**GIVEN EXERCISE**. Write each line word for word, from the line that contains "Objective — a point for each instance of the green bush" through the last line of the material below.

— begin —

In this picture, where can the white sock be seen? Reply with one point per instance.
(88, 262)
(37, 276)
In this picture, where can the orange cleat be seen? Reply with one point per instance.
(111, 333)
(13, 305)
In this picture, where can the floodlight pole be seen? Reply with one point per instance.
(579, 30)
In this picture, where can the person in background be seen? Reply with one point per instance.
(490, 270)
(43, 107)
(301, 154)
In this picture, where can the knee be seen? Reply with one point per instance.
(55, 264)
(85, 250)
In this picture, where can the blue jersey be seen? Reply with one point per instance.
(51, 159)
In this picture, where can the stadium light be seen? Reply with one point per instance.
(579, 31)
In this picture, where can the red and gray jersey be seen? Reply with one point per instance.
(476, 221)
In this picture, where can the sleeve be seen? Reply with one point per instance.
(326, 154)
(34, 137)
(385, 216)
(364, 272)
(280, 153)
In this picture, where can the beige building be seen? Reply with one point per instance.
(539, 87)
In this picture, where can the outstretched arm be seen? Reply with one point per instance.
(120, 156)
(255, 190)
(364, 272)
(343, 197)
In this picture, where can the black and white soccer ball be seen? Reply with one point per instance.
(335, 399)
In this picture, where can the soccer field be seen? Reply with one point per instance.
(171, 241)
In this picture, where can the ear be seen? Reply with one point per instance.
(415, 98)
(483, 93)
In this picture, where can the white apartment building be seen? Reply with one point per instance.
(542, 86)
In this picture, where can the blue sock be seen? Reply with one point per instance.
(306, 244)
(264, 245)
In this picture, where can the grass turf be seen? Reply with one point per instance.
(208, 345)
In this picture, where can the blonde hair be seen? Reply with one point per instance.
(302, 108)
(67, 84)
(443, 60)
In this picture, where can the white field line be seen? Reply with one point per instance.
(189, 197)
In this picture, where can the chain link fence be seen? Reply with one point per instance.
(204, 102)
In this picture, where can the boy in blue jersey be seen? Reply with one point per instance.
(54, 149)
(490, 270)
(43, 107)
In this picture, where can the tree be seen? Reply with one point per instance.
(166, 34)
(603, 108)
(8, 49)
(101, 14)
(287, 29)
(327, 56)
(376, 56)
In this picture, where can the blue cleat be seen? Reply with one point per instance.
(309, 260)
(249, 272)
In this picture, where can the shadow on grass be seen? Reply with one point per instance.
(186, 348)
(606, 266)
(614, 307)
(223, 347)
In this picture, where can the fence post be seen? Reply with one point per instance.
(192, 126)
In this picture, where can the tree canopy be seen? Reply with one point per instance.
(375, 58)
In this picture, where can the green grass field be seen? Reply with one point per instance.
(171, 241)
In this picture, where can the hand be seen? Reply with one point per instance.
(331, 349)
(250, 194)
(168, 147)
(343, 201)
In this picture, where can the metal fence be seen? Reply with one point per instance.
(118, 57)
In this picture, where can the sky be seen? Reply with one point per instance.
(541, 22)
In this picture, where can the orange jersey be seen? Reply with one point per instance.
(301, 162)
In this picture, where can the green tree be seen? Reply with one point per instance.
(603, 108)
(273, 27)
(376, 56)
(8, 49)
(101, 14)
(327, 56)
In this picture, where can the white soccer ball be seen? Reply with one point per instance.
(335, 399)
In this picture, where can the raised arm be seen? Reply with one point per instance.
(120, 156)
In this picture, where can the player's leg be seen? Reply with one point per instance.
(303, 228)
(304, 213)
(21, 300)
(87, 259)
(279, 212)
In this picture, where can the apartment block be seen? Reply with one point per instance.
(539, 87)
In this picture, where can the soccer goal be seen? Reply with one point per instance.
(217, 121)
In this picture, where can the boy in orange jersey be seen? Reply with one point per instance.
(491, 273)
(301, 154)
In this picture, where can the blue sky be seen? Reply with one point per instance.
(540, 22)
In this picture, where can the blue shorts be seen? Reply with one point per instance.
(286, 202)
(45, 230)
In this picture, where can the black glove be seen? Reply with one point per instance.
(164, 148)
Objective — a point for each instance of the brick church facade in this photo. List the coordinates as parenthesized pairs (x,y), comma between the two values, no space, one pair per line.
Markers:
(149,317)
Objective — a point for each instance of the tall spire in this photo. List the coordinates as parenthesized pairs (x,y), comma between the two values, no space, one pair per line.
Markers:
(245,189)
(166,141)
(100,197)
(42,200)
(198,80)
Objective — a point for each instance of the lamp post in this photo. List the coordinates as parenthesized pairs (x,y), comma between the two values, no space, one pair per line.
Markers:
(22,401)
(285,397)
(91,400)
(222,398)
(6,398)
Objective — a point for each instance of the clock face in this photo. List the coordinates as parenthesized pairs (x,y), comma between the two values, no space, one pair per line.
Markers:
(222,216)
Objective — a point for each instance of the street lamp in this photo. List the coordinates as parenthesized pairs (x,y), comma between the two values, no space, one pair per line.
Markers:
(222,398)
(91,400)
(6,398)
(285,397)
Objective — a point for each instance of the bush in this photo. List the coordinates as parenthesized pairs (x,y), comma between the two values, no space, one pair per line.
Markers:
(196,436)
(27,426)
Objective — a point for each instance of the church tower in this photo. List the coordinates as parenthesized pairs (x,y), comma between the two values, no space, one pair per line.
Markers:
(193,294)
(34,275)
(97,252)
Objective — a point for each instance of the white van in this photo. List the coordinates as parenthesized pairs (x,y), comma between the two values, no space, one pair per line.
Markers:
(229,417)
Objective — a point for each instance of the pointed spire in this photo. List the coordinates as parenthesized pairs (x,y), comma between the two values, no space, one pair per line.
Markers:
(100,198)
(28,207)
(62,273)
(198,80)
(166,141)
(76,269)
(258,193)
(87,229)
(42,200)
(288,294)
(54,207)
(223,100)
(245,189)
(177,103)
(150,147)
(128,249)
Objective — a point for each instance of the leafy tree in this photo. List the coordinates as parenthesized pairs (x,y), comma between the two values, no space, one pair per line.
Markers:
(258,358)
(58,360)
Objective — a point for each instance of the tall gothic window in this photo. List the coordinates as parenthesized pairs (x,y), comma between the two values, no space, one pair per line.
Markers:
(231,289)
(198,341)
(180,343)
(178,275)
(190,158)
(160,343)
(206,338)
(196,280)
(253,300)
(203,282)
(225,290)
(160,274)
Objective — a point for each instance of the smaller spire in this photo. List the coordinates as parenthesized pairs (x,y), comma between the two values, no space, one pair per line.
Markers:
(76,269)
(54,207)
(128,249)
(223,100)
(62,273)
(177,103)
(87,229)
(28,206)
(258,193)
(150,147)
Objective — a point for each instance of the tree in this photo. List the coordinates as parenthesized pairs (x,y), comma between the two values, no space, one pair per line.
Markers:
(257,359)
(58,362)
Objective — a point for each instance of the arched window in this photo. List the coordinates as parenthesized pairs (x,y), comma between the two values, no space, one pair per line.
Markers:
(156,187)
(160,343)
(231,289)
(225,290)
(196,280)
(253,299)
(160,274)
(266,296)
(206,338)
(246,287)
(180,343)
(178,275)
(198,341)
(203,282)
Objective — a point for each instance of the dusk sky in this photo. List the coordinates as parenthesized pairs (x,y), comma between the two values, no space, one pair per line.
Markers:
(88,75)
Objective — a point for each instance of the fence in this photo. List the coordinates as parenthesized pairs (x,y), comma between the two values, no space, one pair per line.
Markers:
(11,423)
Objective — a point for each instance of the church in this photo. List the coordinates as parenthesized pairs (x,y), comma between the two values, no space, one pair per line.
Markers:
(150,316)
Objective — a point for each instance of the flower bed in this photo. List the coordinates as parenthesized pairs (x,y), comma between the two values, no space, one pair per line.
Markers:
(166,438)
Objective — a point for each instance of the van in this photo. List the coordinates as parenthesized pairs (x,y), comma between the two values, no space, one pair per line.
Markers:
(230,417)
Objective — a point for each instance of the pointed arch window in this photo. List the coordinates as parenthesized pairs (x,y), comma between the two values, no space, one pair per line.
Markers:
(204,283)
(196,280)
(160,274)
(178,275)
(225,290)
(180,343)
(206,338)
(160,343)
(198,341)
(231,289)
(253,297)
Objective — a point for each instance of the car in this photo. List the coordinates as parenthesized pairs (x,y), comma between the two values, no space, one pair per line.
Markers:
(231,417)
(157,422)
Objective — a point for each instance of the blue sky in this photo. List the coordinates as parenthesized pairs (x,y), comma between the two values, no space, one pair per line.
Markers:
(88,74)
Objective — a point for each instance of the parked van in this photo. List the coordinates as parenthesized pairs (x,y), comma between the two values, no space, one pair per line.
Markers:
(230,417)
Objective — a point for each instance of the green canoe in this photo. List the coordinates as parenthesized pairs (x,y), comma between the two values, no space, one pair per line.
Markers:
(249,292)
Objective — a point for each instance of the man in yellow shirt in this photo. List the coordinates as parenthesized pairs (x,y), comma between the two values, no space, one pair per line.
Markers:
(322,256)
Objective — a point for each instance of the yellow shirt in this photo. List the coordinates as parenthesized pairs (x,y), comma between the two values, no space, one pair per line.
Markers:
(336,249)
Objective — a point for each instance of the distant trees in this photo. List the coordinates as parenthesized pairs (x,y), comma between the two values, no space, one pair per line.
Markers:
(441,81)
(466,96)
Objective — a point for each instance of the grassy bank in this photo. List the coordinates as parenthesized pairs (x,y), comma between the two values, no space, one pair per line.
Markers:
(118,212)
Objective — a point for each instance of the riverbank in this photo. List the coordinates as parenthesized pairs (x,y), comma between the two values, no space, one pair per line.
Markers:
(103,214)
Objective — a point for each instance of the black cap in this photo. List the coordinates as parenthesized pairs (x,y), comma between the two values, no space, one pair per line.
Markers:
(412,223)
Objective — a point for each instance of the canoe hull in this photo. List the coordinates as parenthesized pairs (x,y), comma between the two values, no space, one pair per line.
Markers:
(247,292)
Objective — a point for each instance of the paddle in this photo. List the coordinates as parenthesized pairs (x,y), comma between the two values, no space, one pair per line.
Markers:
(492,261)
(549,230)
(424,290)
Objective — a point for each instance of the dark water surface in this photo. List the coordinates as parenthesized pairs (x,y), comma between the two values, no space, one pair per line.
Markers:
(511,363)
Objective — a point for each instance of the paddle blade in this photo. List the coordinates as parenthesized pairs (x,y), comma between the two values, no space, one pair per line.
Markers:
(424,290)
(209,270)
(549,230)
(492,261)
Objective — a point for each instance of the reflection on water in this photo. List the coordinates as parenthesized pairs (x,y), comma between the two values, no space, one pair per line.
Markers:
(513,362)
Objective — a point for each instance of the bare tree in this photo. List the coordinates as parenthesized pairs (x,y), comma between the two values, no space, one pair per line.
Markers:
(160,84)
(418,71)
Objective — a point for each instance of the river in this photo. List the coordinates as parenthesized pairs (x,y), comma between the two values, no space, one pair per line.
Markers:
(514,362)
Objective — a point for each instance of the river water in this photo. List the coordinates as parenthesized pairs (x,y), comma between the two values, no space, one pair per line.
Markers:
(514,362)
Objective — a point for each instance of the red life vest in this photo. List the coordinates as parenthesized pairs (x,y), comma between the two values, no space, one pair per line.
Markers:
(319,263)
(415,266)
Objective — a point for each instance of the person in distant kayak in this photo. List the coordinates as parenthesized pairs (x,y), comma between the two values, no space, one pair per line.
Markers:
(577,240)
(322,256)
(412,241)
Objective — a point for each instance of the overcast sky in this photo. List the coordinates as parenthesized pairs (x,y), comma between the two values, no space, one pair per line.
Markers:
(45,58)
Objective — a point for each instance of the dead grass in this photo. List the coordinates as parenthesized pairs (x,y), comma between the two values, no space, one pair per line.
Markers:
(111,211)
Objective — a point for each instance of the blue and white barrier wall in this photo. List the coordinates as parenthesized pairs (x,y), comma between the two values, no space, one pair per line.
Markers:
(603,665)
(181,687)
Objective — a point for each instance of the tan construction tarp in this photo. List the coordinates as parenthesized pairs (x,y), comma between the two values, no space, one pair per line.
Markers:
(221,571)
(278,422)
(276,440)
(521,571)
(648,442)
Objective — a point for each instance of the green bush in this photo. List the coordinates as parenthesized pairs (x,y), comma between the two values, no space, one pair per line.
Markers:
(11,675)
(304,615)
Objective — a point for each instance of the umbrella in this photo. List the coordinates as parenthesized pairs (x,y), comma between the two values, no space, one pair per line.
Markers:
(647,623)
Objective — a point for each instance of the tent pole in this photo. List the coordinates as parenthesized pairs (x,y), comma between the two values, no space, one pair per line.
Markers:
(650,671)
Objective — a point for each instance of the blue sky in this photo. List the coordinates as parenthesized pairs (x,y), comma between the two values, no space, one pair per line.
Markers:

— end —

**THE RESULT**.
Objective — a point for each instance of the green bush in this photo. List the coordinates as parenthesized pairs (x,y), comma between the two values, no space, one pair per line.
Markers:
(11,675)
(304,615)
Objective — a point for each instance of the umbrella in this photo. List the coordinates as parenthesized pairs (x,y), comma between the two values, no space, one pair per line.
Markers:
(647,623)
Objective — a point for each instance of the tent pole in this photo. List the coordinates as parenthesized pairs (x,y), comma between the two values, no space, one pair per line.
Markers:
(650,671)
Objective — a point for each instance of the blue sky in this photo. List the coordinates as parenthesized pairs (x,y), comma between the two values, no space, one pair per line.
Markers:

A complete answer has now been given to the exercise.